PROVIDED ENTRIES ->
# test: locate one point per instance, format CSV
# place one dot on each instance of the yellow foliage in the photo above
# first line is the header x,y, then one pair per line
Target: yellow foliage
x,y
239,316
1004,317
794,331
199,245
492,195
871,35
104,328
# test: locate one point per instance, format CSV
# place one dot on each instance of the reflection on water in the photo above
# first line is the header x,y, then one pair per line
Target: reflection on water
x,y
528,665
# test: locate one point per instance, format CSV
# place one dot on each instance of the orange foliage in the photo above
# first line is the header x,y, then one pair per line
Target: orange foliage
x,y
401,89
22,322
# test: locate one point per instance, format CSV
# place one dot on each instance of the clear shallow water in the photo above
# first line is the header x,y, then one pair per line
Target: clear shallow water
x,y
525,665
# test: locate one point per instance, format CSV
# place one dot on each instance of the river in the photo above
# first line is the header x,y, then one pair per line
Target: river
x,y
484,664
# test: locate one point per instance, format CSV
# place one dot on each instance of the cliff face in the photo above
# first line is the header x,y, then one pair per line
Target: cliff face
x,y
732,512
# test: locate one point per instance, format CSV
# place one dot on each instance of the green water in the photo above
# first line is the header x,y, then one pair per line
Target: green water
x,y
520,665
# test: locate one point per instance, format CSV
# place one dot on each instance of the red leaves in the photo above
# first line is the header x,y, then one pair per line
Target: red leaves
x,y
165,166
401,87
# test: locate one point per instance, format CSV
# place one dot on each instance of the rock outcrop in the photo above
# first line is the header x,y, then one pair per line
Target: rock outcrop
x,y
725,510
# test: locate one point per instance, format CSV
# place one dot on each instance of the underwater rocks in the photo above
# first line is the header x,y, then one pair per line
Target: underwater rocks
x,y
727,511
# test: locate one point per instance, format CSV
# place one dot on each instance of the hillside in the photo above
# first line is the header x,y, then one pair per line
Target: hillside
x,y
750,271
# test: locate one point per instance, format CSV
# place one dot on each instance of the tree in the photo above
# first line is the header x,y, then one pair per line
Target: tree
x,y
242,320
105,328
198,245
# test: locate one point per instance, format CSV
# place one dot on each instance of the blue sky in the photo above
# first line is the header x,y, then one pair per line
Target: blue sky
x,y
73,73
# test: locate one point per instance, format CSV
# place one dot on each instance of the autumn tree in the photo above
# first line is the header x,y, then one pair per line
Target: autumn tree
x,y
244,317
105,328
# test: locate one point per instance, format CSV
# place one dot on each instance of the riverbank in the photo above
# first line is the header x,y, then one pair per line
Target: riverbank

TASK INSTRUCTIONS -> Write out every record, exactly as written.

WRITTEN SOLUTION ->
# test: locate one point per instance, format CSV
# place one dot on each instance of the yellow foliage in the photo above
# first line is the header x,y, then one pair per line
Target: yellow foliage
x,y
239,316
1004,317
794,331
199,245
492,195
871,35
104,328
# test: locate one point per instance, format CSV
# place one dot on each instance of the reflection on water in the photo above
# first line is the header x,y, then one pair per line
Target: reflection on water
x,y
528,665
# test: locate one point per instance, format CSV
# place one dot on each instance of the orange foliage in the photo above
# first line is the header x,y, then one pair per line
Target: orange foliage
x,y
401,89
22,322
# test: locate one point per instance, format CSV
# place one dot on each instance of the clear shallow water in the photo above
# first line is the header x,y, then one pair per line
Target: clear shallow water
x,y
525,665
# test: locate one point per instance, format CSV
# place one dot on each instance of the river in the photo above
# first line is the header x,y, then one pair per line
Target: river
x,y
484,664
# test: locate one point per instance, format CSV
# place one dot on each instance of the cliff face in the photo above
# first line is the header x,y, then one pair per line
Target: cliff face
x,y
732,512
# test: locate one point per instance, format CSV
# place one dot on each instance of the green water in the photo above
# first line is the header x,y, then one pair per line
Target: green water
x,y
520,665
# test: locate one point per instance, format CSV
# place one dot on each instance of the red leaves in the photo above
# first line is the header x,y, then one pair per line
Target: red leaves
x,y
165,166
401,87
# test: locate one point per instance, format CSV
# place one dot on each instance of the rock outcrop in the photo above
# first line is the header x,y, then one pair per line
Target: rock outcrop
x,y
725,510
# test: locate one point per instance, format CSV
# place one dot on each instance of the underwater rocks in the photo above
# first line is the header x,y, then one pair per line
Target: underwater rocks
x,y
727,511
# test: locate one point per instance, format CSV
# place one dot on each instance of the hillside in the photo above
# first line is the header x,y, then one pair per line
Target: hillside
x,y
750,271
# test: locate one point per instance, format CSV
# place one dot on each instance of the tree in the photo above
# first line is the header x,y, then one pair per line
Target: tree
x,y
242,320
105,328
198,245
# test: locate one point per instance, format CSV
# place one dot on each instance of the blue sky in the photo above
# first line is the header x,y, then one pair per line
Target: blue sky
x,y
73,73
# test: locate one point per instance, format CSV
# place one dot on each instance of the autumn tree in the photo above
# first line is the header x,y, then one pair per line
Target: autumn tree
x,y
244,317
105,328
# test: locate one point per instance, format CSV
# place one dot on each instance of the riverbank in the photo above
# first line is the header x,y, then one pair per line
Target: riverbank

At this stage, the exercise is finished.